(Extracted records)
## Begin

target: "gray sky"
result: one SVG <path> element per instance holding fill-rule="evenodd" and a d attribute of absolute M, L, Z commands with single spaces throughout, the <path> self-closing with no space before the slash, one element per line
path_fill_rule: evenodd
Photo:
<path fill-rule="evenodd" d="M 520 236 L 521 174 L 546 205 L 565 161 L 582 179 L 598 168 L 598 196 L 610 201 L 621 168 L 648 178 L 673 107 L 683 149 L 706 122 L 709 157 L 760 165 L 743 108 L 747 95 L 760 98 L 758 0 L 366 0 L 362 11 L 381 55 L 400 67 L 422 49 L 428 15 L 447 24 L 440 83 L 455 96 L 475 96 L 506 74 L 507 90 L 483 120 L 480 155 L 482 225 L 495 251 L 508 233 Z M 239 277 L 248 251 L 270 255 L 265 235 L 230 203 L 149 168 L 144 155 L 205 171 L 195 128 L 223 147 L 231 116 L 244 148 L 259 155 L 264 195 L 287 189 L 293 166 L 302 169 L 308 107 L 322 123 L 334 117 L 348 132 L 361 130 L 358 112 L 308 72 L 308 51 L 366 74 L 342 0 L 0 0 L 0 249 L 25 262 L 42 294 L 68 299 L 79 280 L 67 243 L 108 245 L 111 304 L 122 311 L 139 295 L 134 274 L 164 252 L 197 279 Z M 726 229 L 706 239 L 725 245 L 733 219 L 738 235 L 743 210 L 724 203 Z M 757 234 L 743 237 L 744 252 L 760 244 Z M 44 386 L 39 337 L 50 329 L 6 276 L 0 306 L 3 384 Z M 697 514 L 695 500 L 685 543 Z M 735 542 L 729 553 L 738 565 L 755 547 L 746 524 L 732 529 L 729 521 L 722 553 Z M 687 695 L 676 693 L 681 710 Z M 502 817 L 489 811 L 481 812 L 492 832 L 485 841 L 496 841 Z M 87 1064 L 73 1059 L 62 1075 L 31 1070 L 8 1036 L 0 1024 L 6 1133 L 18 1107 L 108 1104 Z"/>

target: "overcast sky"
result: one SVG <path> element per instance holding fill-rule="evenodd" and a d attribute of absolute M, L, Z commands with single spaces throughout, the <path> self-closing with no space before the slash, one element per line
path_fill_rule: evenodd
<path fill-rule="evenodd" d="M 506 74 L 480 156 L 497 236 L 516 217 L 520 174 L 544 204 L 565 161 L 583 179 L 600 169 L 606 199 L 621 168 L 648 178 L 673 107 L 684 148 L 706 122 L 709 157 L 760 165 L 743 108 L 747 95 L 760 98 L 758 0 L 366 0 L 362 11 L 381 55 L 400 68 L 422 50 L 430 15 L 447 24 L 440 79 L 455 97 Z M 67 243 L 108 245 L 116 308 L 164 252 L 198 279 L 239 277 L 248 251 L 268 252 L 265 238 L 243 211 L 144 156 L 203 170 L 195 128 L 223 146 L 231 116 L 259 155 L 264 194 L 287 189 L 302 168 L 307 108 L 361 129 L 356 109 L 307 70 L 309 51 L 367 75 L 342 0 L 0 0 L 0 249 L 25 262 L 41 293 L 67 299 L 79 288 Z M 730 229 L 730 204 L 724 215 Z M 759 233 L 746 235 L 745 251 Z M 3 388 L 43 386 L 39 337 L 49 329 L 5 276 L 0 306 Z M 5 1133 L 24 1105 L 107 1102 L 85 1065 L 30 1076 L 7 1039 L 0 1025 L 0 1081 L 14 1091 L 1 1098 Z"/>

## End

(TASK DETAILS)
Rewrite all of the records with "instance" changed to "object" wherever it occurs, keeping every other character the same.

(WRITTEN ANSWER)
target: "gray sky"
result: one SVG <path> element per object holding fill-rule="evenodd" and a d attribute of absolute M, L, Z commands with single spaces throughout, the <path> self-closing with no space before the slash, one element per line
path_fill_rule: evenodd
Photo:
<path fill-rule="evenodd" d="M 520 236 L 521 174 L 546 205 L 565 161 L 582 179 L 598 168 L 598 196 L 610 201 L 621 168 L 648 178 L 673 107 L 683 149 L 706 122 L 709 157 L 760 165 L 743 108 L 747 95 L 760 98 L 758 0 L 366 0 L 362 11 L 381 55 L 400 67 L 422 49 L 428 15 L 447 24 L 440 83 L 455 96 L 475 96 L 506 74 L 507 90 L 483 120 L 480 155 L 482 225 L 495 251 L 508 233 Z M 239 277 L 248 251 L 270 255 L 265 235 L 230 203 L 149 168 L 144 155 L 205 171 L 195 128 L 223 147 L 231 116 L 244 148 L 259 155 L 264 195 L 287 189 L 293 166 L 302 169 L 308 107 L 322 123 L 334 117 L 348 132 L 361 130 L 358 112 L 308 72 L 308 51 L 366 74 L 342 0 L 0 0 L 0 249 L 25 262 L 42 294 L 68 299 L 79 280 L 67 243 L 108 245 L 111 304 L 122 311 L 139 295 L 134 274 L 164 252 L 197 279 Z M 726 229 L 706 239 L 725 245 L 733 219 L 738 235 L 743 210 L 724 203 Z M 757 234 L 743 237 L 744 252 L 760 244 Z M 44 386 L 39 337 L 50 329 L 6 276 L 0 306 L 3 384 Z M 697 514 L 695 500 L 685 543 Z M 735 542 L 729 553 L 738 565 L 755 547 L 746 524 L 732 529 L 729 521 L 722 553 Z M 687 695 L 676 693 L 681 710 Z M 502 817 L 489 811 L 481 812 L 492 832 L 485 841 L 496 841 Z M 87 1064 L 73 1059 L 62 1075 L 31 1070 L 8 1036 L 0 1024 L 6 1133 L 18 1107 L 108 1104 Z"/>

target: "overcast sky"
result: one SVG <path> element per object holding fill-rule="evenodd" and a d attribute of absolute M, L, Z commands with single spaces throughout, the <path> self-closing with no space before the slash, one element per line
path_fill_rule: evenodd
<path fill-rule="evenodd" d="M 506 74 L 480 156 L 497 236 L 516 217 L 520 174 L 544 204 L 565 161 L 583 179 L 600 169 L 606 199 L 621 168 L 648 178 L 673 107 L 684 148 L 706 122 L 709 157 L 760 165 L 743 108 L 747 95 L 760 98 L 758 0 L 366 0 L 362 11 L 381 55 L 400 68 L 422 50 L 430 15 L 447 24 L 440 79 L 455 97 Z M 67 243 L 108 245 L 116 308 L 164 252 L 198 279 L 239 277 L 248 251 L 268 252 L 265 238 L 243 211 L 144 156 L 203 170 L 195 128 L 223 146 L 231 116 L 259 155 L 264 194 L 287 189 L 302 168 L 307 108 L 361 129 L 356 109 L 307 70 L 309 51 L 367 75 L 342 0 L 0 0 L 0 249 L 25 262 L 41 293 L 67 299 L 79 288 Z M 730 229 L 730 204 L 724 215 Z M 759 233 L 746 235 L 745 251 Z M 3 388 L 43 386 L 39 337 L 49 329 L 5 276 L 0 306 Z M 5 1133 L 24 1105 L 107 1102 L 85 1065 L 30 1076 L 7 1039 L 0 1025 L 0 1081 L 14 1091 L 1 1098 Z"/>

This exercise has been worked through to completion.